Gather every line of the data below that contains the word "with".

-*-*-

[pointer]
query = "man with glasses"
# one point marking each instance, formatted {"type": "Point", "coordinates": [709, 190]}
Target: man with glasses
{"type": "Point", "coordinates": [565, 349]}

-*-*-

## RESULT OF THIS EXERCISE
query = "man with glasses"
Target: man with glasses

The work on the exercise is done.